Document extract »
I have a secret affection for doing the laundry and thus one year on the occasion of a minor holiday (perhaps Father's Day) my wife got me a couple of these hippie dryer softeners. The idea is they bounce around in your dryer and give your clothes something of a magic fingers massage and everything comes out of the dryer all relaxed and fluffy and mellow because there's no chemicals involved, dude.
Unhappily, there seemed to be a strong correlation between these softening devices and my handkerchiefs and underwear coming out of the dryer looking like a Vice Presidential memo. So I returned to my previous program of benign neglect and contented myself with casting the occasional fond glance upon these tokens of domestic affection where they sat amid the sundry bits of pocket detritus (ponytail holders, paper clips, nickels) strewn about on the top of the dryer.
So daughter L. has of late caught some of her old man's enthusiasm for laundry, an enthusiasm stoked by her mother's strategic purchase of a small laundry basket for her room. "I want to help out on wash day!" has become my daughter's vaguely anachronistic cry. And thus on a recent visit to the laundry room my daughter paused in her task of heaving underpants up into the washing machine and her unoccupied gaze came to rest on the two prickly fabric softeners.
"Baby porcupines!" she cried.
The prevailing animism of a moderately pious five-year-old with a domestic bent can of course be something of a challenge. We have been chided for throwing away gross lint-covered stickers that had allegedly been possessed of sentience; angry tears have followed our imprudent decision to recycle empty toilet paper tubes. So I was not particularly surprised to discover that this otherwise innocuous drug store impulse purchase had become another member of my daughter's ever-expanding and increasingly complex interspecies kinship structure.
"This one," she said as she waved it around in her left hand as we walked up the stairs, "this one is Porky! And this one is . . . Borky!"
Mindful of the financial advantages of a future sinecure in a federally funded research facility like the NIH, I suggested perhaps her young charges might be named "Virus" and "Birus," but alas! the idea of the porcupines had already taken root. Porky and Borky have made two fine additions to our household, though my daughter's tendency to tuck them in for naps under washcloths on the couch has meant that I have jumped up rather suddenly on a couple of occasions after incautiously sitting down in the living room.

Tasks to complete »
1. In the laundry essay, what names does the daughter give the two fabric softeners?
2. Print everything in the laundry essay from "The prevailing animism" down to "interspecies kinship structure.".
The material after this point has no part in the work.

Extracted information »
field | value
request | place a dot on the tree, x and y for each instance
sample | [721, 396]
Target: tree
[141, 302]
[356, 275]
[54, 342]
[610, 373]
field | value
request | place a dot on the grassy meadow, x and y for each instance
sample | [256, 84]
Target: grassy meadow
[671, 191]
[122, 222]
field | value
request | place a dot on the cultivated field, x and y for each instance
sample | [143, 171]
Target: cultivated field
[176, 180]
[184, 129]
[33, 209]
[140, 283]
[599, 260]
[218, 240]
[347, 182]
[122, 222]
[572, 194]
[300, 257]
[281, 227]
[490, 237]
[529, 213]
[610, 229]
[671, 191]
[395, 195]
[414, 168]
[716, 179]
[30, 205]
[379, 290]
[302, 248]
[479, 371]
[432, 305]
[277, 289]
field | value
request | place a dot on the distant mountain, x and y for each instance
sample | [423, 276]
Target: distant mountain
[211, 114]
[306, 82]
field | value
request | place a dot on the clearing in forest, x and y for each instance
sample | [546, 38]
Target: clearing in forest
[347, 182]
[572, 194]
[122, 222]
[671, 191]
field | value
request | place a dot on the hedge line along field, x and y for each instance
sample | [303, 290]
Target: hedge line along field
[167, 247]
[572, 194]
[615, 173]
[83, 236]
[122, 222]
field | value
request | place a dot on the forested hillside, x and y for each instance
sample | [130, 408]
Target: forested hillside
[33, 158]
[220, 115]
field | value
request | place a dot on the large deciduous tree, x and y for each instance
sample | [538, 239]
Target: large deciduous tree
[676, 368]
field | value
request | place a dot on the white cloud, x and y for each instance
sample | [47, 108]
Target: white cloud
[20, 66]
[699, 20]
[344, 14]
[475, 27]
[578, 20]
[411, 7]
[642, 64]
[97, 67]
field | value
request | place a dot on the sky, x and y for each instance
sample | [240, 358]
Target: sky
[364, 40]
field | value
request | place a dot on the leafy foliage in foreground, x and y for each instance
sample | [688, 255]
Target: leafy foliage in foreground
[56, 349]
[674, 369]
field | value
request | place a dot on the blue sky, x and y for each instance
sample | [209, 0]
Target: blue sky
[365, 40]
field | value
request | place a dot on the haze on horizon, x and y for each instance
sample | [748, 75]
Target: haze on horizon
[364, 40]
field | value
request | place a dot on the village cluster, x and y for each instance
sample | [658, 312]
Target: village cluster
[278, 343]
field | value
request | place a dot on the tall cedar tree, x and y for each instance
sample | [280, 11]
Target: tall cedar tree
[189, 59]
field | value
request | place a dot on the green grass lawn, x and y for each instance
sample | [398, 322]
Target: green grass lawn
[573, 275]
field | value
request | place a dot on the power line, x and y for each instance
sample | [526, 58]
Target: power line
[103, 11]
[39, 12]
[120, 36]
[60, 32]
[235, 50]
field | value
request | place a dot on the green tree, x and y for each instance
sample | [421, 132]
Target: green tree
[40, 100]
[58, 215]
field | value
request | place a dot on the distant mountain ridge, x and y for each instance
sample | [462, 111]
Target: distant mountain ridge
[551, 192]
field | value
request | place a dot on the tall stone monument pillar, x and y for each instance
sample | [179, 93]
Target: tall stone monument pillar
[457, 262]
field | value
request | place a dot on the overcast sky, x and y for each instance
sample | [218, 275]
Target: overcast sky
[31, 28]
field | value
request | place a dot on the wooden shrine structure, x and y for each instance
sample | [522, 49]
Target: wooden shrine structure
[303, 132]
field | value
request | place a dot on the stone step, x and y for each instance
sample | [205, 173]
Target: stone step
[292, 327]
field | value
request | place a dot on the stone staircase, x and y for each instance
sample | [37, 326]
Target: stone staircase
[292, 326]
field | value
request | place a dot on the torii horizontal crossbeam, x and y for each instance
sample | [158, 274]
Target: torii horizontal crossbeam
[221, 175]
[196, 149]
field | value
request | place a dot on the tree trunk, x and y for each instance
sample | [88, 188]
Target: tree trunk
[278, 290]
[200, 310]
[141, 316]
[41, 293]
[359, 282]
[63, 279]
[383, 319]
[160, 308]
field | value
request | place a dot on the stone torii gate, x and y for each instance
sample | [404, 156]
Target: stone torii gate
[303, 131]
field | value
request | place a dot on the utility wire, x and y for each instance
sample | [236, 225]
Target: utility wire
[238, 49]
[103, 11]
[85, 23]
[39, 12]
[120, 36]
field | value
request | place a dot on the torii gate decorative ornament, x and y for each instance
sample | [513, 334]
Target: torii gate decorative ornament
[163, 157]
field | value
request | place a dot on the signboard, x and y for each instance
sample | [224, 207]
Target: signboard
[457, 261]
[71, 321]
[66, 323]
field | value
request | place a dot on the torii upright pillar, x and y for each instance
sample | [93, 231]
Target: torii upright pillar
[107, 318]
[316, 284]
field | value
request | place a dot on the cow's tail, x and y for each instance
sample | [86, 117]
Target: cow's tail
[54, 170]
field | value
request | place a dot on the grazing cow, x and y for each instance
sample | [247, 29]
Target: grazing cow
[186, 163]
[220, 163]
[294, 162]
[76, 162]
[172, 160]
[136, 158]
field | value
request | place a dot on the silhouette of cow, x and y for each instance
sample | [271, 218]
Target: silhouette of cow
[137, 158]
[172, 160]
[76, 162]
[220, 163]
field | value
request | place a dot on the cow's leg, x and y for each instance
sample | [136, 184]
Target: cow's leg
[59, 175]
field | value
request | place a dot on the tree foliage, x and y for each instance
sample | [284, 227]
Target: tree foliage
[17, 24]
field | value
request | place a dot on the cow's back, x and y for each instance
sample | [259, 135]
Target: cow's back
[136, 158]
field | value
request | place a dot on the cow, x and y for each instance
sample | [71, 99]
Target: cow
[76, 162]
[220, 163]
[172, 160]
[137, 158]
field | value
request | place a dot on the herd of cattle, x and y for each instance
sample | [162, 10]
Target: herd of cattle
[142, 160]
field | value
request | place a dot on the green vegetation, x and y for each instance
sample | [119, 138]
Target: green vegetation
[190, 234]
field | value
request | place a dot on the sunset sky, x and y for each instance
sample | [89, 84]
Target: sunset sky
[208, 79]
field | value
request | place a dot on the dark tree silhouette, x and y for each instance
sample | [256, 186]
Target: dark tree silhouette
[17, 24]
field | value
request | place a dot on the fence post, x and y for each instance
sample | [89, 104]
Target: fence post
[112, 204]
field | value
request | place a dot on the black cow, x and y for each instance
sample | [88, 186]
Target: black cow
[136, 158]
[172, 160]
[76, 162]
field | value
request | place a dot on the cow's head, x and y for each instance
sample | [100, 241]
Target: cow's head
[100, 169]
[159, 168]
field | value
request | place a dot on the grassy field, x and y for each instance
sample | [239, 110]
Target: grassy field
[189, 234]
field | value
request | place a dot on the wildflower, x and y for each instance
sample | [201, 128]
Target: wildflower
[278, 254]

Problem solutions »
1. Porky and Borky.

2.
The prevailing animism of a moderately pious five-year-old with a domestic bent can of course be something of a challenge. We have been chided for throwing away gross lint-covered stickers that had allegedly been possessed of sentience; angry tears have followed our imprudent decision to recycle empty toilet paper tubes. So I was not particularly surprised to discover that this otherwise innocuous drug store impulse purchase had become another member of my daughter's ever-expanding and increasingly complex interspecies kinship structure.